[Named-object pointing records]
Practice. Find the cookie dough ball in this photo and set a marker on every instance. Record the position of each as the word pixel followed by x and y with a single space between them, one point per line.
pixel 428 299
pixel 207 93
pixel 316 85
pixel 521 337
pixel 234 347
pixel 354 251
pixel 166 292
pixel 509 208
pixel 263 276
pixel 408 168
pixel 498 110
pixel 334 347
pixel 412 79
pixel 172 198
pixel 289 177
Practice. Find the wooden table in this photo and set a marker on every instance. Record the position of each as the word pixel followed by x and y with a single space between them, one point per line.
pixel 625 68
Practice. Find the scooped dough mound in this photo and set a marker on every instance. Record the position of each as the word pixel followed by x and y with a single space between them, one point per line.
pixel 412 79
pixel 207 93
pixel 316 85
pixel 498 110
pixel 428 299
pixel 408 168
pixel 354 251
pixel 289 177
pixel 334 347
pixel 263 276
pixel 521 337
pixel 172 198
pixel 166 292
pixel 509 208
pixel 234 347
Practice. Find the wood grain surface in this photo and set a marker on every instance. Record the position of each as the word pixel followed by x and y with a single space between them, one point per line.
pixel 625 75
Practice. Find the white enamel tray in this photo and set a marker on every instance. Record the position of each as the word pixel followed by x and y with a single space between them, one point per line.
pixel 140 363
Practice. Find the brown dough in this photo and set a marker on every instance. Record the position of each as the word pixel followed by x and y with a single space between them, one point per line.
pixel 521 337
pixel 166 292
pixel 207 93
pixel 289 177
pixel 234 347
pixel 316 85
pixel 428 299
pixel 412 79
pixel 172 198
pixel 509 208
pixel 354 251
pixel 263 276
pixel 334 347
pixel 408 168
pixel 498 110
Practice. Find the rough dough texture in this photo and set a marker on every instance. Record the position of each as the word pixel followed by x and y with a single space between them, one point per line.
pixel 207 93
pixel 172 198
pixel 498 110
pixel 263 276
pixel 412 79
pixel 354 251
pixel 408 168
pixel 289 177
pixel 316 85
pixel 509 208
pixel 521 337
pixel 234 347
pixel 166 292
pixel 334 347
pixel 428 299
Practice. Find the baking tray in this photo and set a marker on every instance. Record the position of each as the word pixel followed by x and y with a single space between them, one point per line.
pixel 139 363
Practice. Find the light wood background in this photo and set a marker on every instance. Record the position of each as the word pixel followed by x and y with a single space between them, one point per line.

Your instructions »
Return the material exactly as it stands.

Answer to the problem »
Practice. Find the cookie dough ball in this photo and set a marker on every instance. Record the position of each as the word pixel followed by x and y with a single space between them, one point per line.
pixel 428 299
pixel 207 93
pixel 316 85
pixel 521 337
pixel 234 347
pixel 354 251
pixel 166 292
pixel 509 208
pixel 263 276
pixel 408 168
pixel 498 110
pixel 334 347
pixel 412 79
pixel 172 198
pixel 289 177
Practice. Find the wooden table in this photo and set a marker on every instance. Record the position of each as the word pixel followed by x and y with a single space between them, one point per line.
pixel 625 68
Practice. Find the scooped dough mound in this photo and set a marker on every instance. Record the position of each as the word pixel followed by x and y with a single space between them, one point per line.
pixel 412 79
pixel 207 93
pixel 316 85
pixel 498 110
pixel 428 299
pixel 408 168
pixel 354 251
pixel 289 177
pixel 334 347
pixel 263 276
pixel 521 337
pixel 172 198
pixel 166 292
pixel 509 208
pixel 234 347
Practice. Find the wood grain surface in this photo and set a marker on every instance. Record the position of each as the word pixel followed by x and y with a single space between them, one point per line.
pixel 625 75
Practice. Find the white enamel tray in this photo and set a marker on every instance. Record the position of each as the word pixel followed by x and y with a single space between them, one point per line.
pixel 140 363
Practice. Find the brown dough in this photo and set a marker on every instance. Record the position of each as the word pixel followed by x and y with a single space between them, one point per line.
pixel 521 337
pixel 166 292
pixel 207 93
pixel 289 177
pixel 234 347
pixel 316 85
pixel 428 299
pixel 412 79
pixel 172 198
pixel 509 208
pixel 354 251
pixel 263 276
pixel 334 347
pixel 408 168
pixel 498 110
Practice. Find the rough dough texture in this photo and set a marker on every instance. Record the position of each as the word pixel followed by x and y with a single space between them, one point per line.
pixel 207 93
pixel 172 198
pixel 498 110
pixel 263 276
pixel 412 79
pixel 354 251
pixel 408 168
pixel 289 177
pixel 316 85
pixel 509 208
pixel 521 337
pixel 234 347
pixel 166 292
pixel 334 347
pixel 428 299
Practice. Find the baking tray in this photo and set a marker on every instance. Record the position of each as the word pixel followed by x and y with a single space between them, one point per line.
pixel 139 363
Practice. Find the light wood background in this photo and set a marker on every instance. Record the position of each as the word pixel followed by x and y with a single space between them, one point per line.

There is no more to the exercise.